[Entries from a pointing dataset]
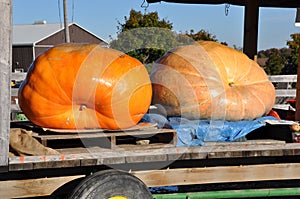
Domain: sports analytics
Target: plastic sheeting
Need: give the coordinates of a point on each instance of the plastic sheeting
(197, 132)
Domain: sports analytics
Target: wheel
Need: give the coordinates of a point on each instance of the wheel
(111, 184)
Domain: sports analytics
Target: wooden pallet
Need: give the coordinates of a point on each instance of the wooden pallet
(143, 135)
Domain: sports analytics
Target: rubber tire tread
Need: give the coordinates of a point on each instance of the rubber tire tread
(108, 183)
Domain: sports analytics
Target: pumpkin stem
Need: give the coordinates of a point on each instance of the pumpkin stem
(82, 107)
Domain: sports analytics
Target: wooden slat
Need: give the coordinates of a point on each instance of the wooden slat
(33, 187)
(121, 156)
(219, 174)
(5, 71)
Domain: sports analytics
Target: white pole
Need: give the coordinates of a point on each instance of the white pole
(66, 24)
(5, 72)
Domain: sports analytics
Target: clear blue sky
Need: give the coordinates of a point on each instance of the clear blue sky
(101, 18)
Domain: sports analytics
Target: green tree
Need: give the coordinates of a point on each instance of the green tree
(292, 60)
(201, 35)
(275, 63)
(146, 37)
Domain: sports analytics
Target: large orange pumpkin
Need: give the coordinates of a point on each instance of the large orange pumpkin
(76, 86)
(207, 80)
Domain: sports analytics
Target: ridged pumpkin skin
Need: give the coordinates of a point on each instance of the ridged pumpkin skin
(208, 80)
(77, 86)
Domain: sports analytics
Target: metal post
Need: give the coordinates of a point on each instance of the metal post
(297, 114)
(5, 72)
(251, 28)
(66, 24)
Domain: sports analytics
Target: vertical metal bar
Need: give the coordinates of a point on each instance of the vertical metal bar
(5, 72)
(297, 114)
(66, 24)
(251, 28)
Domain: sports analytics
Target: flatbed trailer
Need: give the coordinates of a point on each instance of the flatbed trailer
(82, 169)
(155, 165)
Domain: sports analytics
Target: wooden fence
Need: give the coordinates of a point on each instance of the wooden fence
(285, 88)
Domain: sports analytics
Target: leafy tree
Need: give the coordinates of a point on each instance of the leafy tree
(292, 60)
(146, 37)
(275, 63)
(201, 35)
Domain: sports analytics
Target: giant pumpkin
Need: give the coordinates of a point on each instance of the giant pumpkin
(207, 80)
(76, 86)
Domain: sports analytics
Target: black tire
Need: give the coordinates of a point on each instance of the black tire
(111, 183)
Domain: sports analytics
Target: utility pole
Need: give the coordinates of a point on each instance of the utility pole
(66, 24)
(5, 71)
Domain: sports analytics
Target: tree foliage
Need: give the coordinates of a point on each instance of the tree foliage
(147, 37)
(201, 35)
(275, 63)
(292, 60)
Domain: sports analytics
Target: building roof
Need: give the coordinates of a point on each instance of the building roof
(30, 34)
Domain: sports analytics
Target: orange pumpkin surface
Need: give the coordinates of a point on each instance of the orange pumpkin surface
(207, 80)
(76, 86)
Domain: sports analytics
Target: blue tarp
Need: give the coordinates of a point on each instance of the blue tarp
(197, 132)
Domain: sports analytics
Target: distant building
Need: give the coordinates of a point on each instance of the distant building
(29, 40)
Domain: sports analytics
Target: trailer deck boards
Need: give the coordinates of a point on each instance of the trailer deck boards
(98, 156)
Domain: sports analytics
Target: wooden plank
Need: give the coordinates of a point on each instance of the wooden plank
(5, 71)
(108, 139)
(121, 156)
(33, 187)
(219, 174)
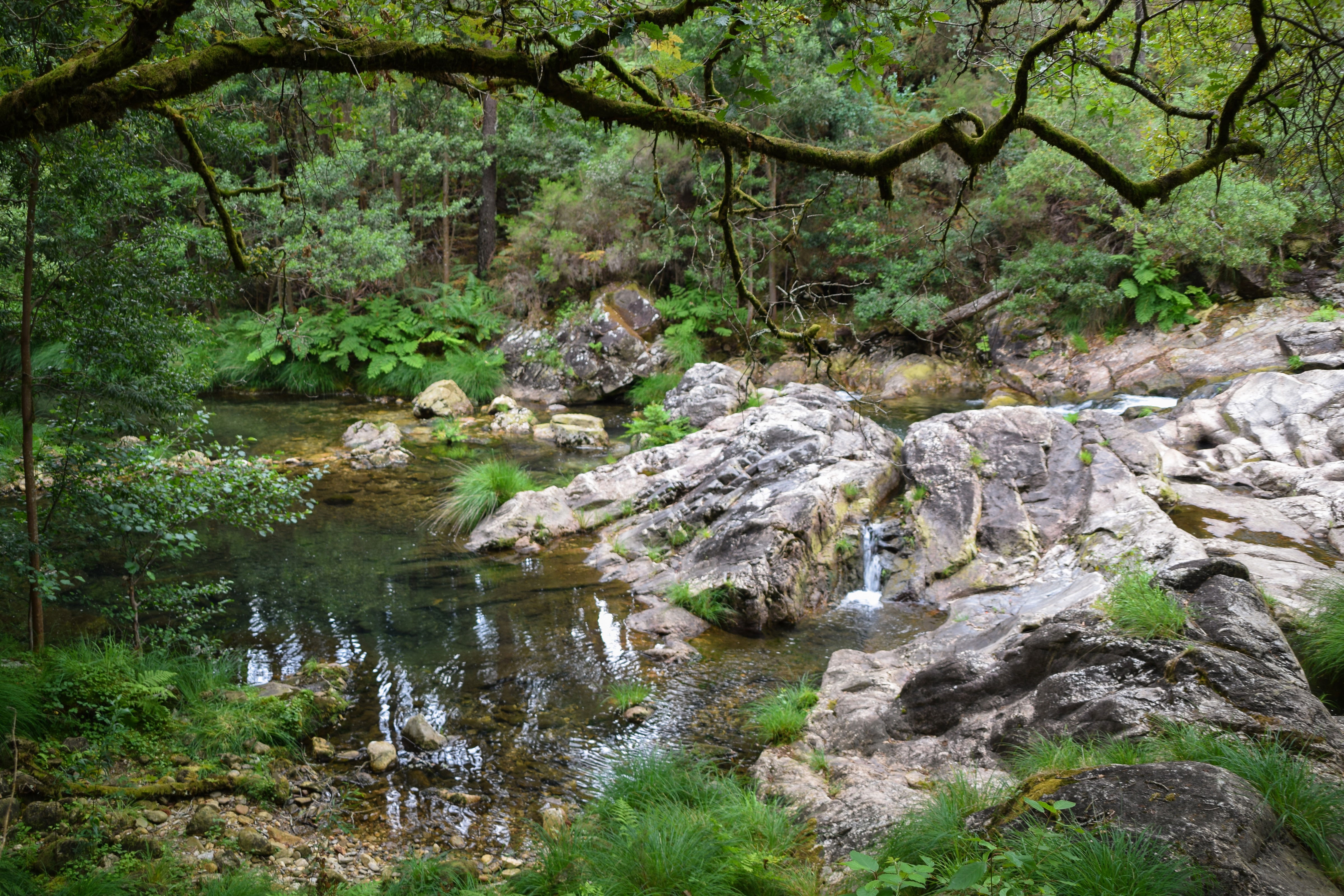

What is expected:
Locate each line of the data above that contains the word "trailer" and copy those lines.

Correct response:
Target: flatbed trailer
Need: give the coordinates of a point on each instance of the flatbed trailer
Target: trailer deck boards
Need: give the coordinates of a point on each instance of the trailer deck boards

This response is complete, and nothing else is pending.